Each line from the one that contains "Where can you see the barbed" to the end of the material must be quoted exactly; include both end lines and nothing else.

## begin Input

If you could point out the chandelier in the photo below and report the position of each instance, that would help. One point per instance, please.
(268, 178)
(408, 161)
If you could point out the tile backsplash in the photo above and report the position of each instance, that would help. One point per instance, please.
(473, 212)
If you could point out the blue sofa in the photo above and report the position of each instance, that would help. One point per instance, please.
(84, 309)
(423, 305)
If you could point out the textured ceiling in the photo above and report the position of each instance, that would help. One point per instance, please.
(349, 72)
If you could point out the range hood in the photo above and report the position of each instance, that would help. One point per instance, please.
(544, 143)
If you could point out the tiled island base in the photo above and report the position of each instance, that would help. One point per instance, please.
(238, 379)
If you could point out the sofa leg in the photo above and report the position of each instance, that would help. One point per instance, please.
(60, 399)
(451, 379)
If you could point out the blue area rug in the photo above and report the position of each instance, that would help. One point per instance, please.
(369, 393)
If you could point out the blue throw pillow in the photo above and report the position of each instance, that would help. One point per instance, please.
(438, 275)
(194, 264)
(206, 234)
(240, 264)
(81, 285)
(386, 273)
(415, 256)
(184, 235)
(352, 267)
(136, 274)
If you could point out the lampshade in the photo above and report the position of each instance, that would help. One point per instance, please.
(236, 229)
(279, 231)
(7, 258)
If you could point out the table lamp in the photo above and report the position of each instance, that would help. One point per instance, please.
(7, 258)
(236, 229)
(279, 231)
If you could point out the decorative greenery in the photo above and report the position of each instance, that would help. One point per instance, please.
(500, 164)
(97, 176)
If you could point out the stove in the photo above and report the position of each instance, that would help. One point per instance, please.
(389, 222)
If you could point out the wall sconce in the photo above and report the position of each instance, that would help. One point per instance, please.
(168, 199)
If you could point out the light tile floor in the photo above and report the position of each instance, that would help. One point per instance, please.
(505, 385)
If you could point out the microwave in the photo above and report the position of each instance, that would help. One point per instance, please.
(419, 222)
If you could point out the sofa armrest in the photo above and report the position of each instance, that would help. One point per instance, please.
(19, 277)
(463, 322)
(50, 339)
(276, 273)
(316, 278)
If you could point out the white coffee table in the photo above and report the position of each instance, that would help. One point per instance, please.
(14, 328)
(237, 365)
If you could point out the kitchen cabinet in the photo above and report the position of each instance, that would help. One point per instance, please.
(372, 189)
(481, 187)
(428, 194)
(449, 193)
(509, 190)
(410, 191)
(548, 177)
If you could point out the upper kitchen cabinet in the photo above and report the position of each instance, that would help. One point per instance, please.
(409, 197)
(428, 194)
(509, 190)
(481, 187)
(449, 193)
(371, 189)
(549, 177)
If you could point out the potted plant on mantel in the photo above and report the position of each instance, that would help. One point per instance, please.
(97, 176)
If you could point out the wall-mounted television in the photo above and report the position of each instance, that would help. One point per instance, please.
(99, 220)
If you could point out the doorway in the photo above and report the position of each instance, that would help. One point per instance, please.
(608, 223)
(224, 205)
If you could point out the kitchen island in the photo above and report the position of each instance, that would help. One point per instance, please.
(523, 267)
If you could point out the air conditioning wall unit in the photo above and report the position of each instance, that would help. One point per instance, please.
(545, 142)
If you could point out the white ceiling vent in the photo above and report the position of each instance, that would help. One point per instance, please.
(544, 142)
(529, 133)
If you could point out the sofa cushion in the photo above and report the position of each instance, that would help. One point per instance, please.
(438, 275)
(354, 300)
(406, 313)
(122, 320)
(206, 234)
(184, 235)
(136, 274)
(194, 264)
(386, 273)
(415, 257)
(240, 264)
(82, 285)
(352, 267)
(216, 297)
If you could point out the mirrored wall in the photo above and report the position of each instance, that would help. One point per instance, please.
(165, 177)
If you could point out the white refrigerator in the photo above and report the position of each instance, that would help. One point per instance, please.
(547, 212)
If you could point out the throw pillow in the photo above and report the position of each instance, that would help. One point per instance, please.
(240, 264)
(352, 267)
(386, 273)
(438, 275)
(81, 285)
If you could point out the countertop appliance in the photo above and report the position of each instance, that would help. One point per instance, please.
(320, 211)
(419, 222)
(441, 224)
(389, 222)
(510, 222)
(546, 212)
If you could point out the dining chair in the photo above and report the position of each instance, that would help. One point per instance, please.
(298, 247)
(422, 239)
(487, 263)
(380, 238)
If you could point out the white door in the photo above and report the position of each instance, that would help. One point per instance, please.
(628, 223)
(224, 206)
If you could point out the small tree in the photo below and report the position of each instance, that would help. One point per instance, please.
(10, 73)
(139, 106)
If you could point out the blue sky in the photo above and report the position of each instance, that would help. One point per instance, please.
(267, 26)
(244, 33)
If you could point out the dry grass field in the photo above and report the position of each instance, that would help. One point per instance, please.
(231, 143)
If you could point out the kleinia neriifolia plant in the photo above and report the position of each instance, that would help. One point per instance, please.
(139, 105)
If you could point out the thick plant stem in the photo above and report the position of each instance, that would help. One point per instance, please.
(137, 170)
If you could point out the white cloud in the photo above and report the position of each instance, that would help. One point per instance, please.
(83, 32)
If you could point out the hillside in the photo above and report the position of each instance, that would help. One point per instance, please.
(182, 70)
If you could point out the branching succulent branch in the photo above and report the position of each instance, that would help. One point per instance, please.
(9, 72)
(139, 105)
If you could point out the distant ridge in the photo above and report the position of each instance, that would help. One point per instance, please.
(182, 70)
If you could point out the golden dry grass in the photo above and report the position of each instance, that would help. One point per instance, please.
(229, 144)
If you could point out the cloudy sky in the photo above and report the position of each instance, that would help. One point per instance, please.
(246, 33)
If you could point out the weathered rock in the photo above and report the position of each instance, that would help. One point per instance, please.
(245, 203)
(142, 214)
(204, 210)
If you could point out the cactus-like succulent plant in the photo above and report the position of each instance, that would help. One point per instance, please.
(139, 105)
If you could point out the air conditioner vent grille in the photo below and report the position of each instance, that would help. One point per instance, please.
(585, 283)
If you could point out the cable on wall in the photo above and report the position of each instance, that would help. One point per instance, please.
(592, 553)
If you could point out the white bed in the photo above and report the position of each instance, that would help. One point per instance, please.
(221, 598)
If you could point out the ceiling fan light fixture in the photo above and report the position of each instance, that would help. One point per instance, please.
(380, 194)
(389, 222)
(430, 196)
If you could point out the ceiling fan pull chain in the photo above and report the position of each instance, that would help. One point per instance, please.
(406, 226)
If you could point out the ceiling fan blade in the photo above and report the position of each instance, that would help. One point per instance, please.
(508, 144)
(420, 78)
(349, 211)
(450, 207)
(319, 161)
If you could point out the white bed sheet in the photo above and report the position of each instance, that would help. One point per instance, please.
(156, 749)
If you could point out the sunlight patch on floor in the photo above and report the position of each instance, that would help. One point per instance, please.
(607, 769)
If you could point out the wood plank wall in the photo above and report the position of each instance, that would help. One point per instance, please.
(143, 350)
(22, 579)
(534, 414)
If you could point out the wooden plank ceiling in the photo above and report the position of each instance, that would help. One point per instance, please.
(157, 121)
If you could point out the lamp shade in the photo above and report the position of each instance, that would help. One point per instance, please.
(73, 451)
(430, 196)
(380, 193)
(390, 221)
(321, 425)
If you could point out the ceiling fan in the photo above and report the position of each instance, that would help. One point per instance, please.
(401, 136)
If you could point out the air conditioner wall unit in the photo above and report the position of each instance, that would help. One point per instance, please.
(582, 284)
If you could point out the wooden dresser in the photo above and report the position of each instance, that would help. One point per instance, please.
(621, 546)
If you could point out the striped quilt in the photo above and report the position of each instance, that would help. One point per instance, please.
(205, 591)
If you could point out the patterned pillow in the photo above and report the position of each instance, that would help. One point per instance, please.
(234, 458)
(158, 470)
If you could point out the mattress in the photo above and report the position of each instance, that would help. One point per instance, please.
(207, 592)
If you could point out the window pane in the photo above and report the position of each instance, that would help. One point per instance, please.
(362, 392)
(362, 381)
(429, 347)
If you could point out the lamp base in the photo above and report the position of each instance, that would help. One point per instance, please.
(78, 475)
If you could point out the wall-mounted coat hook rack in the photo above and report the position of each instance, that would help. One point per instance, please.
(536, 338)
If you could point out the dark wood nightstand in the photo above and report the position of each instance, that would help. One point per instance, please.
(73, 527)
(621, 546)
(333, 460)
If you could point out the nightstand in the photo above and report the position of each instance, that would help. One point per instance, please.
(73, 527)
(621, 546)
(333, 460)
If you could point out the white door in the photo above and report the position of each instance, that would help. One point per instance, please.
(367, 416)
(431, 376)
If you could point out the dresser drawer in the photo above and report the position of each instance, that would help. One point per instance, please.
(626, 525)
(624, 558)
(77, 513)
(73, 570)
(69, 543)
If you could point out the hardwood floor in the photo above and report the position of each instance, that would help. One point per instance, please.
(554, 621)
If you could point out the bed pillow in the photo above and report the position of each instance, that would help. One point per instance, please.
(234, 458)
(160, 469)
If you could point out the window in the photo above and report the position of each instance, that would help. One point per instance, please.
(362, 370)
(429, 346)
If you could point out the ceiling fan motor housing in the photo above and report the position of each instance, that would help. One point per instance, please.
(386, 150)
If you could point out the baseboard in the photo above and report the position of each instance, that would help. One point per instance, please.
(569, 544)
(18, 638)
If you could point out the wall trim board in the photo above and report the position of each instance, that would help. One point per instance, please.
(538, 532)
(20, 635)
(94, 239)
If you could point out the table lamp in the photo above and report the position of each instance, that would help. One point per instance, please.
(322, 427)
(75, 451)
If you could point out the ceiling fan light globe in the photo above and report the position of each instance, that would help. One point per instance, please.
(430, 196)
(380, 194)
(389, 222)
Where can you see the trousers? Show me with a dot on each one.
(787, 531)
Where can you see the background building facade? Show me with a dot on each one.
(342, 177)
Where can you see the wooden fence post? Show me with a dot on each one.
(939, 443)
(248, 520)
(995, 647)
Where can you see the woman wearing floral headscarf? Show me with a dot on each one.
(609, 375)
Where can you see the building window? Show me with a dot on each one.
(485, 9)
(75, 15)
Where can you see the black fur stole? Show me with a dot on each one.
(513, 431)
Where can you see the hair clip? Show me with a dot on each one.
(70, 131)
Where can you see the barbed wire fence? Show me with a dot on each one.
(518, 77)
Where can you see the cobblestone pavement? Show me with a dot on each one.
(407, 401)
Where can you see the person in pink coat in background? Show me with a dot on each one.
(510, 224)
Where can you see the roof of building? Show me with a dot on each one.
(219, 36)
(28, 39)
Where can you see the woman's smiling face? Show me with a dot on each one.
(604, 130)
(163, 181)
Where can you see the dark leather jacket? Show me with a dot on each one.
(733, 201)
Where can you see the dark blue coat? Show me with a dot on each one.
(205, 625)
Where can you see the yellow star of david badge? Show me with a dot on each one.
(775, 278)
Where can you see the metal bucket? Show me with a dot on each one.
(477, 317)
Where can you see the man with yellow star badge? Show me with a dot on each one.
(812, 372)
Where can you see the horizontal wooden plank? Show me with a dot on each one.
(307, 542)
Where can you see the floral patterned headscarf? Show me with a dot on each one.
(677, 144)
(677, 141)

## end Input

• [Result]:
Where can you see the barbed wire fence? Show me with a dot on each one.
(518, 77)
Where can you see the cobblestone pavement? Show me with a dot on each one.
(407, 401)
Where can you see the person in pink coat in background? Show me with a dot on each one.
(510, 224)
Where can you see the roof of building? Show me with a dot on each one.
(219, 36)
(28, 39)
Where can you see the woman's smiling face? Show me with a dot on each one.
(604, 130)
(163, 181)
Where can you see the dark leather jacket? Show me with a dot on each one.
(733, 201)
Where can you see the dark blue coat? Show me with a dot on each one.
(205, 625)
Where can you see the yellow star of david badge? Show me with a dot on each one.
(775, 278)
Where can you see the metal bucket? Show me with a dot on each one.
(477, 317)
Where can you see the man with yellow star badge? Show me with a dot on each one.
(812, 372)
Where can you see the horizontal wooden plank? Show me with a dot on each one.
(307, 542)
Where can you see the floral patterned headscarf? Show me with a dot on each one.
(677, 144)
(677, 141)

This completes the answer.